Locate every line in the material below that contains the word "gold" and copy each one out in full. Case counts.

════

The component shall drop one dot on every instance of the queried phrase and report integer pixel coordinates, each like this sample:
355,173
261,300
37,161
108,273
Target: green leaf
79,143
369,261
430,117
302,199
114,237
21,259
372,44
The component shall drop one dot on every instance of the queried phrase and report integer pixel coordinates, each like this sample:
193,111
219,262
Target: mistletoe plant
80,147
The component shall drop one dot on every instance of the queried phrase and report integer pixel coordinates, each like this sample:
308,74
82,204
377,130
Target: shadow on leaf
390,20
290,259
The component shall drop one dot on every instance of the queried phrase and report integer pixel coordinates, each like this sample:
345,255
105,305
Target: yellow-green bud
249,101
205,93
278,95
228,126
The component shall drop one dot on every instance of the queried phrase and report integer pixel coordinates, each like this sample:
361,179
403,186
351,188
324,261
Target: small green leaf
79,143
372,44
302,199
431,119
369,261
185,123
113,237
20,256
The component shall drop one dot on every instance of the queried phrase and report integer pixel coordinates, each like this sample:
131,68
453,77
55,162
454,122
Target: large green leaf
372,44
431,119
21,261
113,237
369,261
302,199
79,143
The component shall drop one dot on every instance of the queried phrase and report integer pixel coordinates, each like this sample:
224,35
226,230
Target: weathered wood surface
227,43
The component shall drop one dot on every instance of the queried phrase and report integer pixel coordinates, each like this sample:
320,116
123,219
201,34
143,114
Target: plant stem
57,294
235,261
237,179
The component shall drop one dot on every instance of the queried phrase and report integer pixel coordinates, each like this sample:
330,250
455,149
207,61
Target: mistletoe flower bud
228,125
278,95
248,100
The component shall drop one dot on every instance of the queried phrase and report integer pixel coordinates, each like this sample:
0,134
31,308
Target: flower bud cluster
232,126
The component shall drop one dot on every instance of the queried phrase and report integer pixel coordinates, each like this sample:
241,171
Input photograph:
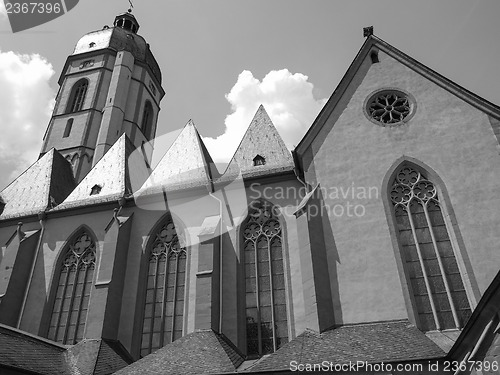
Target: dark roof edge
20,332
452,87
490,292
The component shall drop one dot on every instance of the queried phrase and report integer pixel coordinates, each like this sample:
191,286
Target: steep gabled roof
261,141
186,163
374,43
372,343
201,352
120,171
30,353
44,184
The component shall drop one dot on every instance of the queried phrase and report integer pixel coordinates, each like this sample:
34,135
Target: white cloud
26,102
288,99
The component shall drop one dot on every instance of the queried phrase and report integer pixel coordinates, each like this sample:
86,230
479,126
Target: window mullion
424,271
441,267
153,305
257,288
72,300
164,301
77,323
175,296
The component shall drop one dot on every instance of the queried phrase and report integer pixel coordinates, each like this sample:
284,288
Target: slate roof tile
45,183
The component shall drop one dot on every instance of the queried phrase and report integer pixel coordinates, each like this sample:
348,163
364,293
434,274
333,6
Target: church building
373,246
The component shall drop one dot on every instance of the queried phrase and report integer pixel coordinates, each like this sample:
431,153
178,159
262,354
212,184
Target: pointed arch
166,276
426,247
77,96
263,256
72,284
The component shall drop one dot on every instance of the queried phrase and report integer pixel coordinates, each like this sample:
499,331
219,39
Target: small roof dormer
127,21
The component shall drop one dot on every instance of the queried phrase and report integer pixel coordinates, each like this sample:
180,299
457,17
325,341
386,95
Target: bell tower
110,85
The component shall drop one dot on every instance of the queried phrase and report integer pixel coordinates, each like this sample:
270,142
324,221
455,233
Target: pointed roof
201,352
374,43
187,163
120,171
263,143
44,184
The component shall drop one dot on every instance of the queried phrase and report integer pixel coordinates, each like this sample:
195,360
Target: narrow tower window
67,129
77,96
266,311
427,252
166,280
74,282
147,119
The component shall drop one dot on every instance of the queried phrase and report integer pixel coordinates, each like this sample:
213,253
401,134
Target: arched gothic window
74,283
77,96
266,311
147,119
166,280
429,259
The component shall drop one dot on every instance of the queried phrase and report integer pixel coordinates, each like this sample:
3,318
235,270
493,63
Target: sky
221,59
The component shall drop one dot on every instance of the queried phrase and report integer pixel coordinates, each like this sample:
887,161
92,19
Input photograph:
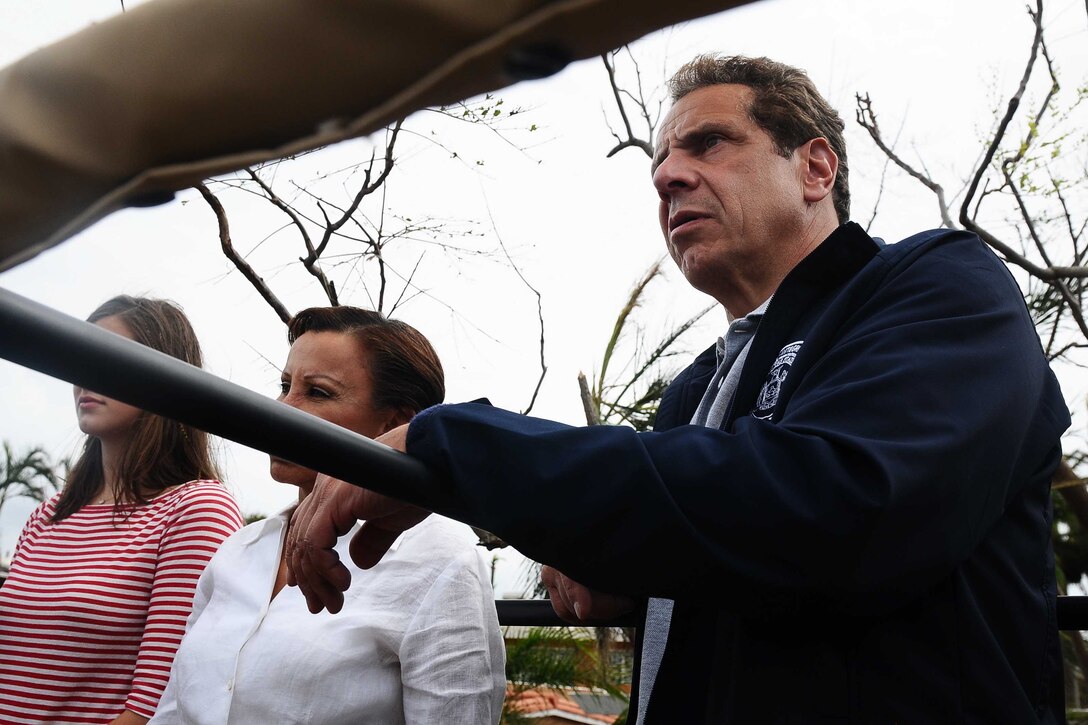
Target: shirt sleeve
33,521
206,515
452,655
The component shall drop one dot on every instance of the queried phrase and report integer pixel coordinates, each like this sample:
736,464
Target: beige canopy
173,91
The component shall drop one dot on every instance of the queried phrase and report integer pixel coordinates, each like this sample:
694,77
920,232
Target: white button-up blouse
417,641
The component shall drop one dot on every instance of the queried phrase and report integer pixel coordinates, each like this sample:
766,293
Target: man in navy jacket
864,536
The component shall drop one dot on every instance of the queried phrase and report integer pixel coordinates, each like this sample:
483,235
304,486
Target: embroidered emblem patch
768,394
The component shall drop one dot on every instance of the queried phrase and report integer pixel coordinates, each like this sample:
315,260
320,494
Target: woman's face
102,417
326,376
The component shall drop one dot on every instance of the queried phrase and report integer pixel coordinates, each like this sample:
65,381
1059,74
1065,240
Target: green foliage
556,658
631,398
28,474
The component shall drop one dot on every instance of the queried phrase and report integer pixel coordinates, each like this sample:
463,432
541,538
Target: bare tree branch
239,262
867,119
630,140
588,407
965,217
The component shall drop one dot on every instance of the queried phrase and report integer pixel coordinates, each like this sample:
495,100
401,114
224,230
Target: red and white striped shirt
95,605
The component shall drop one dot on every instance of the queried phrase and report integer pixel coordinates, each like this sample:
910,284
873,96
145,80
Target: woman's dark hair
158,453
784,103
405,371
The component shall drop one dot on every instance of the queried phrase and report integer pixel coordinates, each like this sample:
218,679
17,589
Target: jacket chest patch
773,385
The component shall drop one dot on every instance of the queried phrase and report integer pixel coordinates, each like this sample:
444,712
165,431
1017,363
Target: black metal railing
41,339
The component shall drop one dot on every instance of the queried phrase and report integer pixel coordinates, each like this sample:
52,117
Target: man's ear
819,167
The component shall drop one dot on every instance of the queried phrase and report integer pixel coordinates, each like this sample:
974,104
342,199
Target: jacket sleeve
901,445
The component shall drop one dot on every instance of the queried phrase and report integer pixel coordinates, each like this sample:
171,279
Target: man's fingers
370,543
579,604
553,580
312,563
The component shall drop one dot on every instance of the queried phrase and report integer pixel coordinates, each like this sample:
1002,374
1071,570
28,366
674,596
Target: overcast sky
581,228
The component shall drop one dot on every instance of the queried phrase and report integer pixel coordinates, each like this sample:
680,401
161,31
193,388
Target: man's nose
672,174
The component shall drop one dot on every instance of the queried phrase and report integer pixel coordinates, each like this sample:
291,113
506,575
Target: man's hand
330,512
579,604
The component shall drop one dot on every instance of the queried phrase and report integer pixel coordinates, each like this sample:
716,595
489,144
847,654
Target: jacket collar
835,261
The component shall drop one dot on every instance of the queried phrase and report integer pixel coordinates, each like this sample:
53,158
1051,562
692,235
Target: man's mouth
683,217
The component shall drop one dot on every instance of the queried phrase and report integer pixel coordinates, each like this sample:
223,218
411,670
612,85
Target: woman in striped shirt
103,573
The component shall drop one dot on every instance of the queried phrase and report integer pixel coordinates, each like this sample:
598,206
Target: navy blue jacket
866,539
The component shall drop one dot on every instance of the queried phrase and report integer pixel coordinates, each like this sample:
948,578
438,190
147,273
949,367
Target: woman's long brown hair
158,453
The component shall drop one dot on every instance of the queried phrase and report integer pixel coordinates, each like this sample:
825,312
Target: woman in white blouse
417,640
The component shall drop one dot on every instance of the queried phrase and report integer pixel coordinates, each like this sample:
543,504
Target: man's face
731,207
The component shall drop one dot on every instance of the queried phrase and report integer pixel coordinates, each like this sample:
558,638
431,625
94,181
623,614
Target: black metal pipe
83,354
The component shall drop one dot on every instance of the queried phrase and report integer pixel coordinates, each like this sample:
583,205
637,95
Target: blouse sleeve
205,516
167,712
452,656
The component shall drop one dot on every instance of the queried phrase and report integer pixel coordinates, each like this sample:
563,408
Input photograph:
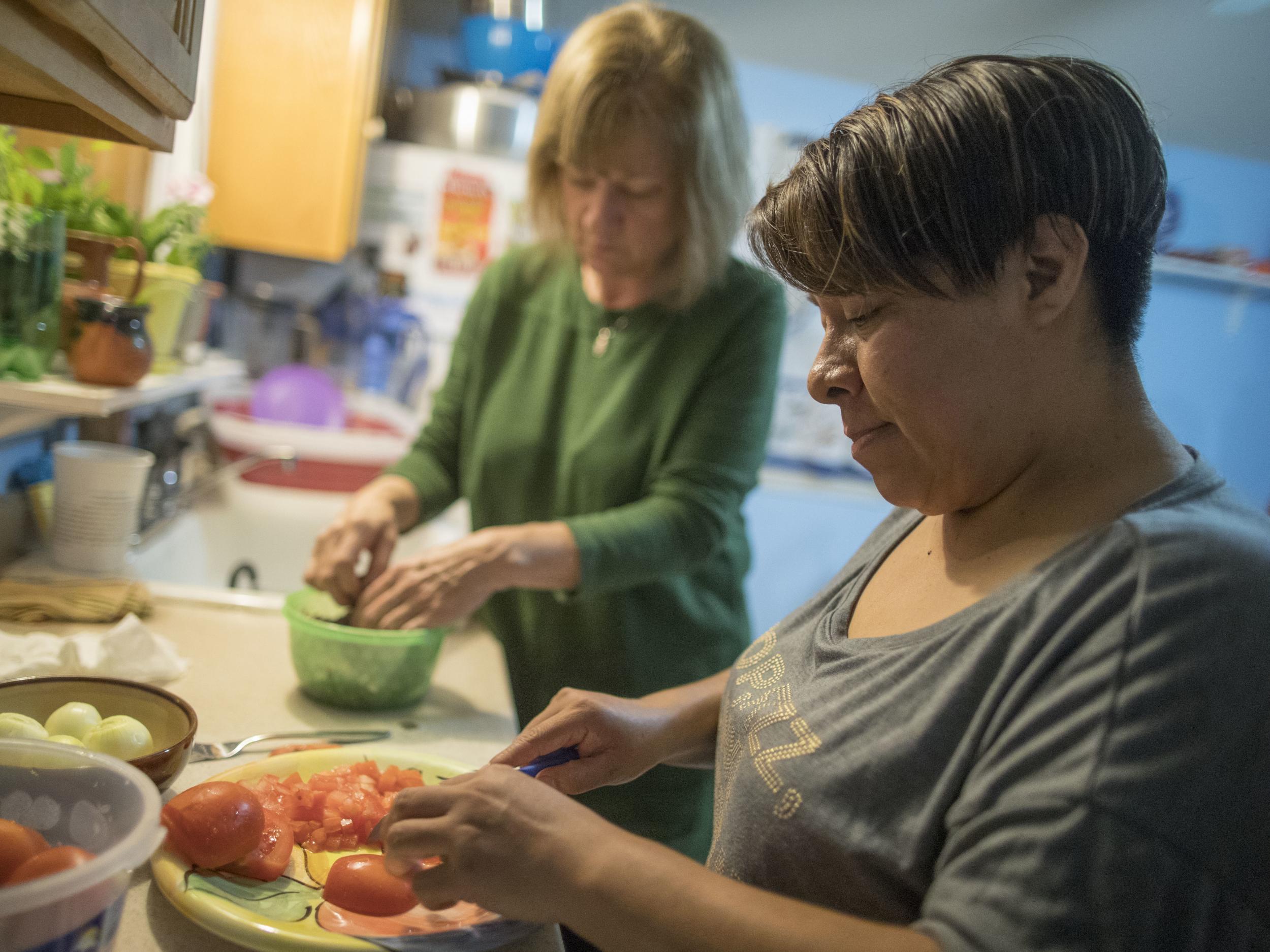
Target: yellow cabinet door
293,92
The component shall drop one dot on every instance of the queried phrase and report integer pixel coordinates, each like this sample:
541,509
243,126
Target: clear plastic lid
77,798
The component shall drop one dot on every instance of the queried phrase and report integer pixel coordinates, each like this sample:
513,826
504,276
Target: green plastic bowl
361,669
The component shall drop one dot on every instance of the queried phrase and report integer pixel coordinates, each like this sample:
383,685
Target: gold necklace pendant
601,344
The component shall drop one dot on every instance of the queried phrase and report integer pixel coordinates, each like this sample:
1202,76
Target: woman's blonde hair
638,62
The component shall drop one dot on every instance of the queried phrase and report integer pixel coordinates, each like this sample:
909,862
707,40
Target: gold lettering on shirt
751,720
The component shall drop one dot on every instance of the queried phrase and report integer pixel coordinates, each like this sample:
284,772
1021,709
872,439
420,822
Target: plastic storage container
74,798
361,669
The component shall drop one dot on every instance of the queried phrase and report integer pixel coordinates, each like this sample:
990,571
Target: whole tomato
215,823
18,844
49,862
361,884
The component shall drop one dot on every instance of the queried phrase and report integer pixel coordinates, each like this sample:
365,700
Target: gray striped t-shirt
1080,761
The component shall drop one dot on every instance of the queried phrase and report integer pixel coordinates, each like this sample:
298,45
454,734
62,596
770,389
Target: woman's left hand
449,582
440,587
509,843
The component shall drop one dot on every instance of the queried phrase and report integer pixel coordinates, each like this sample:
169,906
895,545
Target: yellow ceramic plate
290,915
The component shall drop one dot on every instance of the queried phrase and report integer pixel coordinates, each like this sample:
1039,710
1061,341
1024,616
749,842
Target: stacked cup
97,497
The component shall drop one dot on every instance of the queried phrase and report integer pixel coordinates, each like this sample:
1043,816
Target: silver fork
220,750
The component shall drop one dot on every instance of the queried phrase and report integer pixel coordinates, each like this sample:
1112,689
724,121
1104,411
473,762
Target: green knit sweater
646,448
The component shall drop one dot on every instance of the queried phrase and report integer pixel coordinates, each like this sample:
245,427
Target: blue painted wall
1204,353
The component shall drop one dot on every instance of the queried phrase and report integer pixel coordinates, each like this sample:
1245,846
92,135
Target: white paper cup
97,497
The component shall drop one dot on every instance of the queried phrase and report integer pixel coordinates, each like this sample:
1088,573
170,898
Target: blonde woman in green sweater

════

-- Output of the task --
Target: gold necklace pendant
Target: gold lettering on shirt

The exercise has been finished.